=== Trecho ===
Fique inserida aqui, para maior claridade, esta resolução, traduzida do
latim. Conserva-se também, do mesmo imperador, outra
disposição que dirigiu a outros bispos e na qual permite a recuperação dos lugares
chamados cemitérios.
XIV - Os bispos que floresceram naquele tempo
1. Neste tempo Sixto seguia ainda regendo a igreja de Roma; Demetriano a de
Antioquia, em sucessão a Fábio; e Firmiliano a de Cesaréia da Capadócia; além
destes, regiam as igrejas do Ponto Gregório e seu irmão Atenodoro, discípulos de
Orígenes. Quanto a Cesaréia da Palestina, tendo morrido Teoctisto, recebe o
episcopado em sucessão Domno, mas tendo este sobrevivido
pouco tempo, foi instituído sucessor Teotecno, nosso contemporâneo, que
também é da escola de Orígenes. Mas também em Jerusalém, morto Mazabanes,
recebe em sucessão o trono Himeneo, o mesmo que brilhou muitos anos em nossa
época.
=== Linhas extraídas ===
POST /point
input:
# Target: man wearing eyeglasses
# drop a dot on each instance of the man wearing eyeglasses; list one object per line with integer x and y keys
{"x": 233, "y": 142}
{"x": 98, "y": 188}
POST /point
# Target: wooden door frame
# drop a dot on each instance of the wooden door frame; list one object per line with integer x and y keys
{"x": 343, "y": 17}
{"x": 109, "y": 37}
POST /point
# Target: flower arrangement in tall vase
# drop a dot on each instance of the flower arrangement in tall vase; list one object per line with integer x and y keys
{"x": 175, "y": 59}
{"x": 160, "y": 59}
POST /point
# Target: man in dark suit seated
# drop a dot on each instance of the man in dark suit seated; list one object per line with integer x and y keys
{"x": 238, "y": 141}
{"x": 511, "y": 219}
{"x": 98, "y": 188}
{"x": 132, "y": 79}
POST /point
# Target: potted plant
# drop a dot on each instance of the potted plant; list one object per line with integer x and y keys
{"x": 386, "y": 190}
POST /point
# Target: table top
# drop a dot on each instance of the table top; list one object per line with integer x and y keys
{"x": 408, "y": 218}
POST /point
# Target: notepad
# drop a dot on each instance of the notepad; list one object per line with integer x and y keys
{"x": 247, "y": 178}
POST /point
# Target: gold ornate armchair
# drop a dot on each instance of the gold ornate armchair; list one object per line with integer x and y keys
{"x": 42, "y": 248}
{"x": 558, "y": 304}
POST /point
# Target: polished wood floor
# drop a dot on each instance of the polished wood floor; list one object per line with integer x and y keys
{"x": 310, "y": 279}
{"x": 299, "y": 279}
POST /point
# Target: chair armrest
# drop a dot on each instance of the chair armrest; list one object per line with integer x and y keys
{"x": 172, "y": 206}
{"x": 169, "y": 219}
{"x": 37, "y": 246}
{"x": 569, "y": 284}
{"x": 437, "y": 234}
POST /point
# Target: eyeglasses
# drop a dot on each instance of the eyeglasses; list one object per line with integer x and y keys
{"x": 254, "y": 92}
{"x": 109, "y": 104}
===
* [Ordem de trabalho 1] Como fica, em forma de lista, o parágrafo do trecho que começa com "Neste tempo Sixto seguia ainda regendo a igreja de Roma"? Mantenha os fatos principais.
* [Ordem de trabalho 2]
As afirmações a seguir concordam com o trecho? Responda sim ou não a cada uma e cite literalmente as palavras decisivas.
(a) Demetriano sucedeu a Fábio na igreja de Antioquia.
(b) Domno governou por longo tempo a igreja de Cesaréia da Palestina.
(c) A resolução inserida foi traduzida do grego.
* [Ordem de trabalho 3] Transcreva do trecho a parte que vai de "Fique inserida aqui, para" até "chamados cemitérios.".

* [Resultado esperado 1]
- Roma: Sixto continuava regendo a igreja.
- Antioquia: Demetriano, sucessor de Fábio.
- Cesaréia da Capadócia: Firmiliano.
- Igrejas do Ponto: Gregório e seu irmão Atenodoro, discípulos de Orígenes.
- Cesaréia da Palestina: com a morte de Teoctisto, Domno assumiu o episcopado. Como viveu pouco, foi sucedido por Teotecno, também da escola de Orígenes.
- Jerusalém: com a morte de Mazabanes, Himeneo recebeu o trono e brilhou por muitos anos.

* [Resultado esperado 2]
(a) Sim: "Demetriano a de Antioquia, em sucessão a Fábio".
(b) Não: "mas tendo este sobrevivido pouco tempo".
(c) Não: "traduzida do latim".

* [Resultado esperado 3]
Fique inserida aqui, para maior claridade, esta resolução, traduzida do
latim. Conserva-se também, do mesmo imperador, outra
disposição que dirigiu a outros bispos e na qual permite a recuperação dos lugares
chamados cemitérios.